* [Problem to solve] Copy each of the items below word for word, including every line and coordinate set, and leave the pictures out of your answer.

* [Supplied entries]

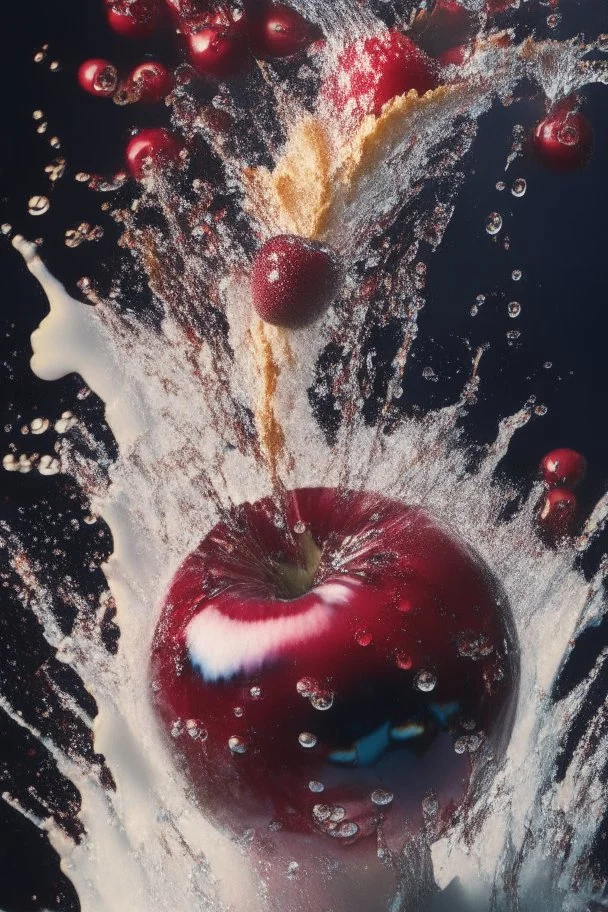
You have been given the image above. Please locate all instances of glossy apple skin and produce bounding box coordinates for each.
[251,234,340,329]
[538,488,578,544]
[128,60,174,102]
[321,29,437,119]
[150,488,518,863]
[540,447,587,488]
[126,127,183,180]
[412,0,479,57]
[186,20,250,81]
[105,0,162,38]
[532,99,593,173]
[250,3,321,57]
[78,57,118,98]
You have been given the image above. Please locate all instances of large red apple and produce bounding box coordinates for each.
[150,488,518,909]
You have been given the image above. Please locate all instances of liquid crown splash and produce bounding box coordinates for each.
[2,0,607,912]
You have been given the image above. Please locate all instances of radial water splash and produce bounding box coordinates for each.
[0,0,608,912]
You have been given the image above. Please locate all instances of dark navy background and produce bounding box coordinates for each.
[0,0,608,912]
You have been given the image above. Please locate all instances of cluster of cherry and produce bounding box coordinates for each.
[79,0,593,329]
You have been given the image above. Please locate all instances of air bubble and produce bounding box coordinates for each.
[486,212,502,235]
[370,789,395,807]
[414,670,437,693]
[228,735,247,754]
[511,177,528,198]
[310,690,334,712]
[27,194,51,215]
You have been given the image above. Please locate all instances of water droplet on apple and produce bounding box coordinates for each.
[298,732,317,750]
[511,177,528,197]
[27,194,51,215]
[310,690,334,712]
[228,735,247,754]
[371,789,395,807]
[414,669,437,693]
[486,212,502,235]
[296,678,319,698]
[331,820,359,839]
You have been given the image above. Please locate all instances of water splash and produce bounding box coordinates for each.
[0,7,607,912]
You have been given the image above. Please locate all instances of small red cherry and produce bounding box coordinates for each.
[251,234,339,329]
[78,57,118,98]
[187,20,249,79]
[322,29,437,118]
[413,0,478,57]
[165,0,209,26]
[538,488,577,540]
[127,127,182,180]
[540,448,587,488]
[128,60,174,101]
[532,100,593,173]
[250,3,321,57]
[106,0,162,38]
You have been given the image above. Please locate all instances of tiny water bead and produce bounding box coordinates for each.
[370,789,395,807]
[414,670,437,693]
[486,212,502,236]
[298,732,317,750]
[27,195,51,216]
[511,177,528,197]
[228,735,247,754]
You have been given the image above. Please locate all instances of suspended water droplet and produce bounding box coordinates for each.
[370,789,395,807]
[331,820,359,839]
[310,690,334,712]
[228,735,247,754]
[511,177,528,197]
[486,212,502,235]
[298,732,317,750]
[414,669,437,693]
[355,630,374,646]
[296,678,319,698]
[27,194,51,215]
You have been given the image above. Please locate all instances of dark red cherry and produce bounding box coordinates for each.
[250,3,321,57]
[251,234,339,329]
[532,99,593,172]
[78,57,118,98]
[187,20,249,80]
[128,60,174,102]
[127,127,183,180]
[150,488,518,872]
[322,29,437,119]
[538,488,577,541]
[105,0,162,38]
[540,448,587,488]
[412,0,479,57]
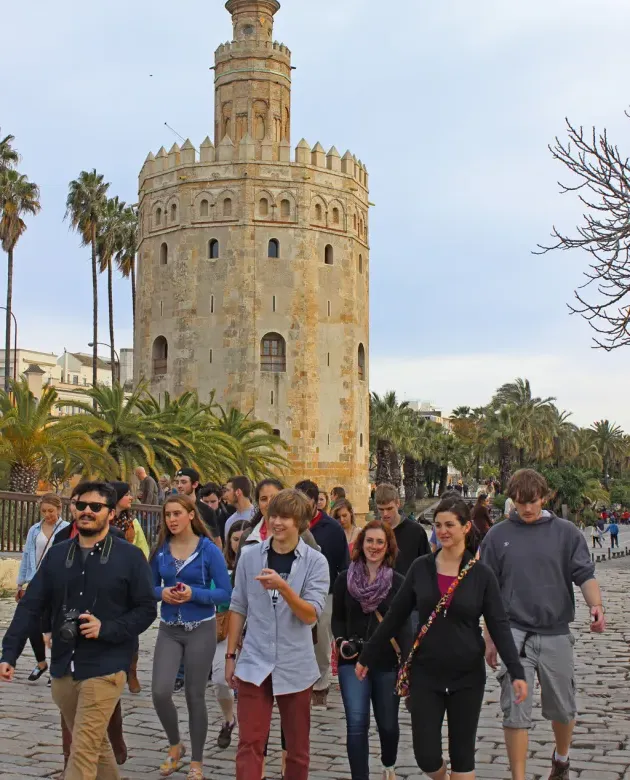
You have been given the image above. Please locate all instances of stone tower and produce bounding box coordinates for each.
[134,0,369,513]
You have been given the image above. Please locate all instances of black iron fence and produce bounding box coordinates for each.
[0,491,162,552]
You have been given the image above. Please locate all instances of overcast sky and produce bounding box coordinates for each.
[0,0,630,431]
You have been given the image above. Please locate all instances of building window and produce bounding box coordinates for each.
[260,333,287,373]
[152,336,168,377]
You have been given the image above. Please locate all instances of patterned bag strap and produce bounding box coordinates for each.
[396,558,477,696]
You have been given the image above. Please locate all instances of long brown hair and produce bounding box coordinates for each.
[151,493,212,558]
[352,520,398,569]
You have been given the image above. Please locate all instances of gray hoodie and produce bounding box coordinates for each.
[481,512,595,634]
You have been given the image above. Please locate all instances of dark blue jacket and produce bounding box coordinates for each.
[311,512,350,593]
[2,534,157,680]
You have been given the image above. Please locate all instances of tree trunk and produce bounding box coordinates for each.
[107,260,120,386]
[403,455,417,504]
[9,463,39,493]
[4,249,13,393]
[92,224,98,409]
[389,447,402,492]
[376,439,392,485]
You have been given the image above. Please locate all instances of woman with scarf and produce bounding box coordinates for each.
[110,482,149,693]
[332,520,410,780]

* [Exercise output]
You have been given the image above. Please locate all instances of glossy apple skin and produce bounding box coordinates for each.
[251,234,340,329]
[538,488,578,544]
[128,60,174,102]
[321,29,437,119]
[150,488,518,863]
[540,447,587,488]
[126,127,183,180]
[412,0,479,57]
[186,20,250,81]
[105,0,162,38]
[532,99,593,173]
[250,3,321,57]
[78,57,118,98]
You have been given the image above. Please locate all instances of large red apple and produce bounding box coordinates for each.
[150,488,518,909]
You have been given the image above. Please locate all instances of liquid crown splash and produce bounding box coordinates for each.
[2,0,607,912]
You have been given the image above. Please locate all instances of radial water splash and produce bounding box coordinates for each.
[0,0,608,912]
You have been given the image above. Please locate all instances of dark navy background and produce bounding box coordinates for each.
[0,0,608,912]
You have been given the image above. Please locate all instances of cluster of cherry and produce bounding box coordinates for each.
[79,0,593,329]
You have been given the image above. Please locate all instances of air bubble and produce bounding box coordinates for each.
[486,212,502,235]
[370,789,395,807]
[414,670,437,693]
[228,735,247,754]
[511,177,528,198]
[310,690,334,712]
[27,194,51,215]
You have been given the image above. Please locate all instances of water droplet on apple and produce bounding box coordinates for each.
[298,732,317,750]
[511,177,528,197]
[27,194,51,215]
[310,690,334,712]
[228,735,247,754]
[371,789,395,807]
[414,669,437,693]
[486,212,502,235]
[296,678,319,698]
[331,820,359,839]
You have been given the image above. Please locate all instances of water splash and produce bounding box coordinates for each.
[0,7,607,912]
You have been given the image above. Please locate all instances of small red cherry and produce bounding box coordinates for each.
[251,234,339,329]
[78,57,118,98]
[187,20,249,79]
[322,29,437,118]
[413,0,478,57]
[165,0,209,26]
[538,488,577,540]
[127,127,182,180]
[540,448,587,488]
[128,60,174,101]
[532,100,593,173]
[250,3,321,57]
[106,0,162,38]
You have been given the image above. Please locate all instances of tiny water bead and produce bounding box coordinates for each.
[370,789,395,807]
[414,670,437,693]
[486,212,502,236]
[298,732,317,750]
[27,195,51,216]
[511,177,528,197]
[228,735,247,754]
You have been given the image above. Please locate all instances of suspended water droplet and produce bounding box coordinates for each.
[370,789,395,807]
[331,820,359,839]
[310,690,334,712]
[228,735,247,754]
[511,177,528,197]
[486,212,502,235]
[298,732,317,750]
[414,669,437,693]
[355,630,374,646]
[296,678,319,698]
[27,194,51,215]
You have been given the image above. Please locate all instances of dark red cherry and produce bounding box coordinates for each.
[250,3,321,57]
[251,234,339,329]
[532,99,593,172]
[78,57,118,98]
[187,20,249,80]
[128,60,174,102]
[127,127,183,180]
[150,488,518,872]
[322,29,437,119]
[538,488,577,541]
[105,0,162,38]
[540,448,587,488]
[412,0,479,57]
You have been given the image above. Please locate all instances of stone tower and produce bounding box coordinates for each.
[134,0,369,513]
You have been given the image above. Please locate all instances of black iron fence and produce bounding box coordinates for each.
[0,491,162,552]
You have been given the image above. Please locate all instances of overcast sky and produce bounding box coordinates for each.
[0,0,630,431]
You have been given the image above. Please locate all instances of building window and produce bounding box coordinates for each.
[260,333,287,373]
[152,336,168,377]
You have been given the image above. Please locate all instances of patterned bag strap and produce bounding box coordinates for each.
[396,558,477,696]
You have been given the image above. Please locate all instances of long brown hair and produce bounding box coordinates for each.
[151,493,212,558]
[352,520,398,569]
You have been given the image above. Please locate all instances of gray hoodie and produce bounding box coordinates for each.
[481,512,595,634]
You have been given the image above. Please locate all instances of dark blue jacket and produce bounding box coordinates for each.
[311,512,350,593]
[2,534,157,680]
You have been given the image above. Please locate all instances of tree trunk and produce bounding box coordinates for each.
[107,260,120,386]
[403,455,417,504]
[9,463,39,493]
[4,249,13,393]
[92,224,98,409]
[389,447,402,492]
[376,439,392,485]
You have been given the image above. Please locate all instances of woman with scarf and produce bounding box coordinates for each.
[110,482,149,693]
[332,520,410,780]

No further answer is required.